:: WHAT TO DO ::
The records below must be written out exactly, with every picture left behind.

Entries from a point annotation set
┄┄┄┄┄┄

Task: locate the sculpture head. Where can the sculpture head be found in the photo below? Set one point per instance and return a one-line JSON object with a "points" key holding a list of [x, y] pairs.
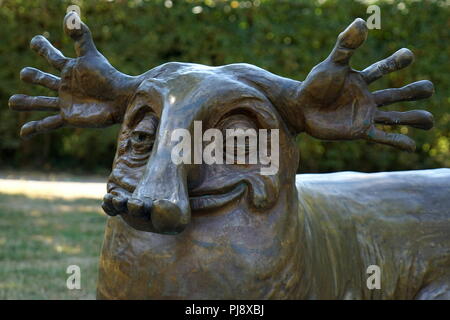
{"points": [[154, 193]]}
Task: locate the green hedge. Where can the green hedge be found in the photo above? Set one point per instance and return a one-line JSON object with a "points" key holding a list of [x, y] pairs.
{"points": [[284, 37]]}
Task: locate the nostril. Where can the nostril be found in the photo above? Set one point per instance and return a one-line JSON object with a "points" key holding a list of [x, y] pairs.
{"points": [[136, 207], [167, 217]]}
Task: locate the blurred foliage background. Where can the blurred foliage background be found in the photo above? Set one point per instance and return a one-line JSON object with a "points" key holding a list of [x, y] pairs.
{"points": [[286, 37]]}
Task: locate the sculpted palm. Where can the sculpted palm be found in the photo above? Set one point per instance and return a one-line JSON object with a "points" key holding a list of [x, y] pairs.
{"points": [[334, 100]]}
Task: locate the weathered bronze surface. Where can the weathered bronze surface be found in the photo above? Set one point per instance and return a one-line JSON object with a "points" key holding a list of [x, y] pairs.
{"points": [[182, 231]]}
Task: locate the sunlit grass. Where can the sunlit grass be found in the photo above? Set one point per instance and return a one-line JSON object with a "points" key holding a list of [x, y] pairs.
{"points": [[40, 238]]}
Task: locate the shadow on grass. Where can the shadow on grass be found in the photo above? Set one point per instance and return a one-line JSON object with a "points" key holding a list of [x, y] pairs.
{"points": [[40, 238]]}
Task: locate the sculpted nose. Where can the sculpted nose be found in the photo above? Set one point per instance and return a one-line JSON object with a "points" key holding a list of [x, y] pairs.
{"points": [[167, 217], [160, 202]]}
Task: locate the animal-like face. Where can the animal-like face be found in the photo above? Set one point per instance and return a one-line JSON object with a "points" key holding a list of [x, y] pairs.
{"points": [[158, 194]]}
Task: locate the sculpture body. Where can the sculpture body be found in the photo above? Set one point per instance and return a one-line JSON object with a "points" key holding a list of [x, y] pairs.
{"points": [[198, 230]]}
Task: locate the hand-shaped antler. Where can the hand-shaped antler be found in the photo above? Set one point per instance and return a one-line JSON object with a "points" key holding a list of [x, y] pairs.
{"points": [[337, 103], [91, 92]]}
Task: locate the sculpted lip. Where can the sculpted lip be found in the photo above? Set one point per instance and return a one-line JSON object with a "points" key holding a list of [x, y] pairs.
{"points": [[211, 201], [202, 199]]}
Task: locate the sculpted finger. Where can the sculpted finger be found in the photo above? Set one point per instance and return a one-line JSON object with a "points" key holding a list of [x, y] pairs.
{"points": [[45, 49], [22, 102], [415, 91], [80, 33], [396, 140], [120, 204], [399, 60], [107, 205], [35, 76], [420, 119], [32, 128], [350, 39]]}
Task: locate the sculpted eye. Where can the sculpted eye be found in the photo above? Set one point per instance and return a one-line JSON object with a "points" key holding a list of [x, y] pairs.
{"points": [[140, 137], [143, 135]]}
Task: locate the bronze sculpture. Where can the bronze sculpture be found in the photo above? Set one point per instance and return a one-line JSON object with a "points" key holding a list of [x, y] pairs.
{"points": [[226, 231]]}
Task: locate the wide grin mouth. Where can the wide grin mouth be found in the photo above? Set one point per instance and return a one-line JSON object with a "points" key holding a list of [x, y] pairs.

┄┄┄┄┄┄

:: WRITTEN SOLUTION ::
Task: locate the sculpture head. Where can the sculpture head be found in the photo below? Set one point per instance and return a one-line JSON object with a "points" key holding a list of [x, y] pairs.
{"points": [[154, 193]]}
Task: locate the green hedge. Where can the green hedge be found in the photo above? Set one point per instance and return a one-line JSON object with a "points" key holding a list of [x, y] pairs.
{"points": [[284, 37]]}
Task: locate the nostril. Where can the nostril be found in the photo above? Set one point per instance and return a one-line JSON object with a "points" key holding a list of [x, y] pairs.
{"points": [[136, 207], [167, 217]]}
Task: locate the blurred foliage background. Where can the blurred foliage background be found in the photo above? Set one point per instance and return a one-line JSON object with a "points" key holding a list of [x, y] pairs.
{"points": [[286, 37]]}
Task: locate the sculpted palm. Where can the sculpted palm be found in the photo above? Set one point per instance and return a one-line JSON object with a "points" key holding a list of [x, y] pairs.
{"points": [[334, 100]]}
Task: locate the weathered bronze surface. Where can the weathered bronze surface be found in the photo above? Set one point per instance and return a one-line JSON object with a "points" key holding a list of [x, y] pairs.
{"points": [[182, 231]]}
Task: locate the sunlit grass. Where can the sunlit grass be found in the photo above? Set one point per instance and return a one-line JSON object with a "points" key holding a list of [x, y] pairs.
{"points": [[40, 238]]}
Task: locate the shadow on grass. Where can the shadow on grass be found in the photo above? Set one point per instance and return a one-line JSON object with a "points" key holding a list of [x, y] pairs.
{"points": [[40, 238]]}
Task: locate the sculpted nose. Where can the sculpted nose be found in the photo above? Set one point per instance and return a one-line JSON object with a "points" key holding a list of [x, y] pairs.
{"points": [[167, 217], [160, 202]]}
Task: locate the animal-like face. Where can the animal-like face be found in the photo above? Set one point per instance and return a one-line JSON object with a "points" key holding a list of [x, y] pairs.
{"points": [[158, 194]]}
Task: locate the sculpture body. Where can the sculpture body be found in the photo above? Set one point per instance and return a one-line JSON object with a "points" key holding a list of [x, y] pairs.
{"points": [[198, 230]]}
Task: locate the hand-shaped antler. Where can the hand-shaped antler be found in the photo above? Set one point per instance and return a one-line JSON object with a "points" key holding a list of [x, y] pairs.
{"points": [[337, 103], [91, 92]]}
Task: locate the sculpted lip. Where can the sculpted lip be found in the photo above? Set one point per instance and return a one-line JSON object with a "points" key holding a list of [x, y] pairs.
{"points": [[211, 201], [202, 199]]}
Task: locate the sculpted finger. Where can the sculpted finger be found in the photo above? Set one point per instance and return a one-line JSON object with a "points" key holding a list of [x, y] pairs.
{"points": [[45, 49], [22, 102], [415, 91], [80, 33], [396, 140], [120, 204], [399, 60], [107, 205], [35, 76], [420, 119], [32, 128], [350, 39]]}
Task: locate the sculpted eye. Where can the sculpted eye be found in the photo above? Set one point per instance and return a one-line JSON object with a "points" key holding a list of [x, y] pairs.
{"points": [[140, 137], [143, 135]]}
Task: locate the bronze sculpture. Where can the bronze sculpture be found in the photo above? Set one point per instance and return a one-line JSON object with a "points" key holding a list of [x, y] pairs.
{"points": [[226, 231]]}
Task: locate the wide grin mouth. Where can the wide grin mouth be found in the photo above? Set one point per instance and return a one-line JSON object with a "points" key holding a list of [x, y] pairs.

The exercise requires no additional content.